● **What you are asked to do**
Write out the items from the very start up to and including the line with "point(268, 74)", requests and all. Multiply every point coordinate in the answers by 0.8 and round to whole numbers, halves up, giving only those lines.

● **Dataset extract**
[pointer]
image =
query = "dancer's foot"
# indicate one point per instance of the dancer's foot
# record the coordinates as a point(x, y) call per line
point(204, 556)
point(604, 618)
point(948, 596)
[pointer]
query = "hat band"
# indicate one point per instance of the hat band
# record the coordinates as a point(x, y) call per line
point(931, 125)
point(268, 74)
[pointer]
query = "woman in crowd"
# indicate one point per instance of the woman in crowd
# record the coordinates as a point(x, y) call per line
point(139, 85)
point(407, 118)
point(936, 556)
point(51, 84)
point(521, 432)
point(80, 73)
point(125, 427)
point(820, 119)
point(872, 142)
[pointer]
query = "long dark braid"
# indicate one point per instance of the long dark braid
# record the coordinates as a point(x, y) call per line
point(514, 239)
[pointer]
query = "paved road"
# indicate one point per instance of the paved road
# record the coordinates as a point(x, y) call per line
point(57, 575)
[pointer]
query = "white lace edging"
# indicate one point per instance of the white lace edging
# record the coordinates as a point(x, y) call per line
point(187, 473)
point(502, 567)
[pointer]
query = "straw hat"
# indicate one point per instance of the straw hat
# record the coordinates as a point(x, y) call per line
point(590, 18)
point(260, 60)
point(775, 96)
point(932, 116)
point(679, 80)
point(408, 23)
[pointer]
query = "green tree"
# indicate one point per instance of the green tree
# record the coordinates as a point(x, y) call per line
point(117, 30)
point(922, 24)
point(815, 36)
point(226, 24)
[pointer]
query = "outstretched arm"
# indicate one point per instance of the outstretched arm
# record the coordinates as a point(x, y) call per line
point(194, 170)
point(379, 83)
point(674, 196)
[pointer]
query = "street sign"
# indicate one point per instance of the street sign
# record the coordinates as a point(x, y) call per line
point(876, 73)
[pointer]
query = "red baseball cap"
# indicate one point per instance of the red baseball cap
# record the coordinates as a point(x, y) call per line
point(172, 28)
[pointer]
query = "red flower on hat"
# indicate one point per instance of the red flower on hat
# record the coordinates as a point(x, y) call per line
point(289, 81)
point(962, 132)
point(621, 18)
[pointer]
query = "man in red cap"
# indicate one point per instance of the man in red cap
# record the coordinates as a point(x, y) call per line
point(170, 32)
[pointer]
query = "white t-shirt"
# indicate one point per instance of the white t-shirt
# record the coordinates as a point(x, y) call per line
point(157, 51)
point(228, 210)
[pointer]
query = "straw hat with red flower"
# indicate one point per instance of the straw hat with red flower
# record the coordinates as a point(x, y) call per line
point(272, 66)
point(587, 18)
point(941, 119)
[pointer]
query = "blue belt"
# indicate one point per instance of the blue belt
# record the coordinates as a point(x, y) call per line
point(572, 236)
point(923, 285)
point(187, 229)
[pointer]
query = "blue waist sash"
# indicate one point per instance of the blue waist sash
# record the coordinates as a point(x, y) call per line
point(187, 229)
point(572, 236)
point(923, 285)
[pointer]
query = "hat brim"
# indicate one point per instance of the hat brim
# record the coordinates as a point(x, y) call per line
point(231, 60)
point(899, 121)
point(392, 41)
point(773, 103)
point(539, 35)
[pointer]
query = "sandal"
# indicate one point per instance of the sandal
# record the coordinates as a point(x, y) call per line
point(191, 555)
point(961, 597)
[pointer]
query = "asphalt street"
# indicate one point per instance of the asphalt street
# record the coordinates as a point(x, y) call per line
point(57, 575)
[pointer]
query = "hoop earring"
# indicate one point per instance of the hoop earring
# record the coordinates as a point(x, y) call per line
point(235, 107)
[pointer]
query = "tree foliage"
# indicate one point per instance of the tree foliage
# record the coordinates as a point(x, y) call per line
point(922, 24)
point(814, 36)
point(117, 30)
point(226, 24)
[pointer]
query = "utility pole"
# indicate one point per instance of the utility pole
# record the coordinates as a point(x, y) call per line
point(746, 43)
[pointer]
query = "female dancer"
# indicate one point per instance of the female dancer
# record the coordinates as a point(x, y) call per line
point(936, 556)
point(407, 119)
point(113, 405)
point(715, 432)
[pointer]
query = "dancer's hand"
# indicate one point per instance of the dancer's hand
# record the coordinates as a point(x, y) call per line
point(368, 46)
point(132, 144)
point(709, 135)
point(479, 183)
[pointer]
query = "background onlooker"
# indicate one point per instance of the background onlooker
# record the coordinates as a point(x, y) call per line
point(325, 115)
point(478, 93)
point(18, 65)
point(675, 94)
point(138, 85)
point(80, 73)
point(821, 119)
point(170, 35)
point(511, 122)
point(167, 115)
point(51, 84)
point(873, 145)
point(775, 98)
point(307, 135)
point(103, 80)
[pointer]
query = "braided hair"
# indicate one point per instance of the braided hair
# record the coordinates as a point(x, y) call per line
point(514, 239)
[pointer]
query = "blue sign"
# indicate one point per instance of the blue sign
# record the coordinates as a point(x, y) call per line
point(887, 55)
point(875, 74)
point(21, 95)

● **Exercise result**
[pointer]
image =
query = "dancer's foot"
# indicate one point per instance of the dancer's foot
# record the coordinates as a point(x, y) call per line
point(163, 445)
point(483, 494)
point(758, 477)
[pointer]
query = "hat band"
# indicate one point per instance of the hat band
# record the coordinates as a point(x, y) call per line
point(745, 100)
point(214, 59)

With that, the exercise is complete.